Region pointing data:
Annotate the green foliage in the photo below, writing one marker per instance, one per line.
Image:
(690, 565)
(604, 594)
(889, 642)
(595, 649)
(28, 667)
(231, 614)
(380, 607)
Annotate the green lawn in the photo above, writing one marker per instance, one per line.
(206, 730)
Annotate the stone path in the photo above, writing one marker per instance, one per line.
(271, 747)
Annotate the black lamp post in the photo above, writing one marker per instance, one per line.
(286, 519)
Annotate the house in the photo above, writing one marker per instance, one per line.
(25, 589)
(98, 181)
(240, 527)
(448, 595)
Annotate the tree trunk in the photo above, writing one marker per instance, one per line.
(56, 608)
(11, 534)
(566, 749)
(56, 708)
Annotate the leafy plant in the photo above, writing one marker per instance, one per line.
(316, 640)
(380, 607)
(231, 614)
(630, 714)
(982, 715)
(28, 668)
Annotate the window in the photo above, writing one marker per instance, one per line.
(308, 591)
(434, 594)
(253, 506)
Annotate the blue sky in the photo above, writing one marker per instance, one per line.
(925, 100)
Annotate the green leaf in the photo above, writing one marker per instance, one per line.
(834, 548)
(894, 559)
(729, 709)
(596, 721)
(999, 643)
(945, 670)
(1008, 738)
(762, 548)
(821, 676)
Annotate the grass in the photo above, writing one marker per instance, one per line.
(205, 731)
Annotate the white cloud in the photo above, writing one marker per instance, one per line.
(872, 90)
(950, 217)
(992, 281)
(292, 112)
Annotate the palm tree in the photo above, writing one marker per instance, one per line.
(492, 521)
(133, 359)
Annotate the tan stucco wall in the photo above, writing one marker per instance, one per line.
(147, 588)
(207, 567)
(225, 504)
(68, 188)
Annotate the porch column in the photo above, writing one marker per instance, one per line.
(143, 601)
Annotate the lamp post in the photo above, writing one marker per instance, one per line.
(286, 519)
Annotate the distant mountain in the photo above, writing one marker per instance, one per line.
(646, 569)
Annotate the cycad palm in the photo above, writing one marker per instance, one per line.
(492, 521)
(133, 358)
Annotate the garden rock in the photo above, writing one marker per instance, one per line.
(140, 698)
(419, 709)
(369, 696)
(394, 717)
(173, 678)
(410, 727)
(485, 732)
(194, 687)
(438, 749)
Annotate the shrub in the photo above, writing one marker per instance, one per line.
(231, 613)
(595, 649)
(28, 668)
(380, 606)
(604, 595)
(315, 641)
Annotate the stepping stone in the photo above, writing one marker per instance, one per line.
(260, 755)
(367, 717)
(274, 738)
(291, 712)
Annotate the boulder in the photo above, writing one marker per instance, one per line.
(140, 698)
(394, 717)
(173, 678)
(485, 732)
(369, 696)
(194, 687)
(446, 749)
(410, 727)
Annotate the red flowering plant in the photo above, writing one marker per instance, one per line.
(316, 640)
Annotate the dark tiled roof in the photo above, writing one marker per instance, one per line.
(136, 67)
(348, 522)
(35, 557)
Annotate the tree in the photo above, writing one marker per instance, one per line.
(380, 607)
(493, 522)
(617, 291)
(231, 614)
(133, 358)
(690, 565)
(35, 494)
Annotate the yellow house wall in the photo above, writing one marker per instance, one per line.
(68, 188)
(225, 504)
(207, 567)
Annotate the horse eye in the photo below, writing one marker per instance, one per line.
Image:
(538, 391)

■ DIRECTIONS FOR THIS TASK ■
Pull every line containing "below" from the data.

■ TASK OUTPUT ■
Annotate the green foliage in the photo below, writing one marker per instance, one per line.
Annotate the horse eye in the photo below, writing one marker per instance, one per line.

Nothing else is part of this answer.